• _Requirement A_: According to the page about the Delphi XE RegularExpressions bug below, which class does TRegEx use internally to do the heavy lifting?
• _Requirement B_: Reproduce the part of the Delphi XE RegularExpressions page below starting with "The RegularExpressions unit defines" and going on through "automatic memory management.", swapping "heavy lifting" for "hard work".

• _Passage provided_:
==================================================
Bug in Delphi XE RegularExpressions Unit
Using the new RegularExpressions unit in Delphi XE, you can iterate over all the matches that a regex finds in a string like this:
procedure TForm1.Button1Click(Sender: TObject); var RegEx: TRegEx; Match: TMatch; begin RegEx := TRegex.Create('\w+'); Match := RegEx.Match('One two three four'); while Match.Success do begin Memo1.Lines.Add(Match.Value); Match := Match.NextMatch; end end;
Or you could save yourself two lines of code by using the static TRegEx.Match
call:
procedure TForm1.Button2Click(Sender: TObject); var Match: TMatch; begin Match := TRegEx.Match('One two three four', '\w+'); while Match.Success do begin Memo1.Lines.Add(Match.Value); Match := Match.NextMatch; end end;
Unfortunately, due to a bug in the RegularExpressions unit, the static call doesn’t work. Depending on your exact code, you may get fewer matches than you should, or you may get blank matches, or your application may crash with an access violation.
The RegularExpressions unit defines TRegEx
and TMatch
as records. That way you don’t have to explicitly create and destroy them. Internally, TRegEx
uses TPerlRegEx
to do the heavy lifting. TPerlRegEx
is a class that needs to be created and destroyed like any other class. If you look at the TRegEx
source code, you’ll notice that it uses an interface to destroy the TPerlRegEx
instance when TRegEx
goes out of scope. Interfaces are reference counted in Delphi, making them usable for automatic memory management.
==================================================
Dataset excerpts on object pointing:
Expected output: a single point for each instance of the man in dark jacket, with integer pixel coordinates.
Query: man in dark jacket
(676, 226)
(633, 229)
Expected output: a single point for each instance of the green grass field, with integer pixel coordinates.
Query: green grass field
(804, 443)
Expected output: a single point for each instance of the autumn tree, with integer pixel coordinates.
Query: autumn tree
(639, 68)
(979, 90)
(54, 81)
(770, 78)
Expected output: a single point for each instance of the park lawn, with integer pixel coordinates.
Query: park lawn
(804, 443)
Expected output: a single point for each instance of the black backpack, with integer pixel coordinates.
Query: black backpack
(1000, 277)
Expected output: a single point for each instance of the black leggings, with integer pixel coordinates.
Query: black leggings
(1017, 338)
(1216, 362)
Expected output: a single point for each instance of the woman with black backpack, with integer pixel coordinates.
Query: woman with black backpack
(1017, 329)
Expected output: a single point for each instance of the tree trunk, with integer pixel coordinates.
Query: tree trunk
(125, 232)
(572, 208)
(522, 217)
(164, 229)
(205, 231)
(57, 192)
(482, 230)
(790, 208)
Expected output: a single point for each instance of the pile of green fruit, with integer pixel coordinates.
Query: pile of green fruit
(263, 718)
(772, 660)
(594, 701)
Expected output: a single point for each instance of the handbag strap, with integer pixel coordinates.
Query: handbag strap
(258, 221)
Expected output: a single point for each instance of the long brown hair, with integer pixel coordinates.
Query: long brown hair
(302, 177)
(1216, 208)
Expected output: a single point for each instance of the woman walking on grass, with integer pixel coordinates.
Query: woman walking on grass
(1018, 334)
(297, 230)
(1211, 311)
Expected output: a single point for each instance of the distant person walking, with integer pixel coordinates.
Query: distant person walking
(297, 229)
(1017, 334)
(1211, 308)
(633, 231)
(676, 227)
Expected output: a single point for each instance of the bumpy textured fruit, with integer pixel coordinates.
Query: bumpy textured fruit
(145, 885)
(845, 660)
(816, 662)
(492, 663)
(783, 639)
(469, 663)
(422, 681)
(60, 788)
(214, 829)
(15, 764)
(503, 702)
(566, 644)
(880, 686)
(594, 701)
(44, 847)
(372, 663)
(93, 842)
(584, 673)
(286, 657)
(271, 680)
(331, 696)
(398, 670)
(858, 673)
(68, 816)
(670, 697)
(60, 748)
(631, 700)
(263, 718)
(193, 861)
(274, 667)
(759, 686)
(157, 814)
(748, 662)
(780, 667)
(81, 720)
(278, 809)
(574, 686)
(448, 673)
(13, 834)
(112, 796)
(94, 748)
==================================================
• _Worked answer A_: TPerlRegEx

• _Worked answer B_:
The RegularExpressions unit defines TRegEx
and TMatch
as records. That way you don’t have to explicitly create and destroy them. Internally, TRegEx
uses TPerlRegEx
to do the hard work. TPerlRegEx
is a class that needs to be created and destroyed like any other class. If you look at the TRegEx
source code, you’ll notice that it uses an interface to destroy the TPerlRegEx
instance when TRegEx
goes out of scope. Interfaces are reference counted in Delphi, making them usable for automatic memory management.